--- START OF Records for processing ---

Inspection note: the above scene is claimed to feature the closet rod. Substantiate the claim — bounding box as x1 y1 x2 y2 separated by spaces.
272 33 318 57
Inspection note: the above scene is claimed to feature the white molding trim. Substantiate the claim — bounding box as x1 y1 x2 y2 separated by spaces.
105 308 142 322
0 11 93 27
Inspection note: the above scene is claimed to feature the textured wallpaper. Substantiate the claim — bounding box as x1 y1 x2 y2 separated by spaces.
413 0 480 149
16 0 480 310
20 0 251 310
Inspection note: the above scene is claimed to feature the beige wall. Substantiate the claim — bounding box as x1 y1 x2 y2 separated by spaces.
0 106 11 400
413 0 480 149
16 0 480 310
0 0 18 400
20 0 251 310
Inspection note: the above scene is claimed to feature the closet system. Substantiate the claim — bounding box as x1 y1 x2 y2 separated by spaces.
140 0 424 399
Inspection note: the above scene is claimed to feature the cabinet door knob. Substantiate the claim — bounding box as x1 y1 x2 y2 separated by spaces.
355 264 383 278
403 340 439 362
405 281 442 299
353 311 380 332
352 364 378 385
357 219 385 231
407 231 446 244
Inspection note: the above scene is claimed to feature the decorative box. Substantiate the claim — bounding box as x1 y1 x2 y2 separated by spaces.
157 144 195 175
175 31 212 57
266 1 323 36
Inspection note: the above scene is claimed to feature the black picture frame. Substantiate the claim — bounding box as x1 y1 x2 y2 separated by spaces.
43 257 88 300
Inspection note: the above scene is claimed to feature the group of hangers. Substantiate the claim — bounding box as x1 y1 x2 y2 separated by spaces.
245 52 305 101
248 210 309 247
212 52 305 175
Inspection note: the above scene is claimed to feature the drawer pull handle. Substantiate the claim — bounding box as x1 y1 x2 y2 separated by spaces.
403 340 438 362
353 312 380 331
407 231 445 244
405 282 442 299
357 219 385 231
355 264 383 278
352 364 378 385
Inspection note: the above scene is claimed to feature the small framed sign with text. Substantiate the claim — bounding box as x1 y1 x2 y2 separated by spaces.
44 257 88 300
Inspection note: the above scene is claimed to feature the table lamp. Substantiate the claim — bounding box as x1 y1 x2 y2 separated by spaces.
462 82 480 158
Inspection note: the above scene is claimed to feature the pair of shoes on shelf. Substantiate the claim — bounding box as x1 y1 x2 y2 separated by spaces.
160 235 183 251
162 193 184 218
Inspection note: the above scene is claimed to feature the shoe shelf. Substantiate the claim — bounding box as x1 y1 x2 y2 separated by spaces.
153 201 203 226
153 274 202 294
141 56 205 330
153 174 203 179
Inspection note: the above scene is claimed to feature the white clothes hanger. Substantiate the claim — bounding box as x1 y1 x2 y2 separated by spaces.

--- END OF Records for processing ---

Work to do — Turn every line from the one containing "Inspection note: the above scene is claimed to feature the group" through the final line of the rows above, both included, into a numbered list, skipping any blank lines.

The reply —
1. Inspection note: the above scene is claimed to feature the group of hangers. Substantiate the claim — bounding box as x1 y1 x2 y2 separated by spaces.
2. 245 52 305 101
3. 248 210 309 247
4. 212 52 305 175
5. Inspection note: the above scene is claimed to feature the drawer pull handle. Substantiate the claim — bounding box as x1 y1 x2 y2 separated by spaces.
6. 403 340 438 362
7. 353 312 380 331
8. 407 231 445 244
9. 405 282 442 299
10. 357 219 385 231
11. 355 264 383 278
12. 352 364 378 385
13. Inspection note: the above scene is claimed to feature the small framed sign with text. Substantiate the claim — bounding box as x1 y1 x2 y2 separated by spaces.
14. 44 257 88 300
15. Inspection note: the above scene is claimed to feature the table lamp. Substantiate the claim — bounding box as x1 y1 x2 y2 separated by spaces.
16. 462 82 480 158
17. Inspection note: the above scene is claimed to feature the pair of shoes on shelf. Substantiate the claim — bounding box as x1 y1 x2 y2 separated by spaces.
18. 160 235 183 251
19. 162 193 184 218
20. Inspection note: the above scene is claimed to feature the shoe shelf. Substantiate the claim — bounding box as x1 y1 x2 y2 separated by spaces.
21. 153 201 203 226
22. 153 274 202 294
23. 141 56 205 330
24. 153 174 203 179
25. Inspection note: the above scene is claimed to feature the white clothes hanger. Substantiate the claim — bounding box as x1 y1 x2 y2 separated by spaces.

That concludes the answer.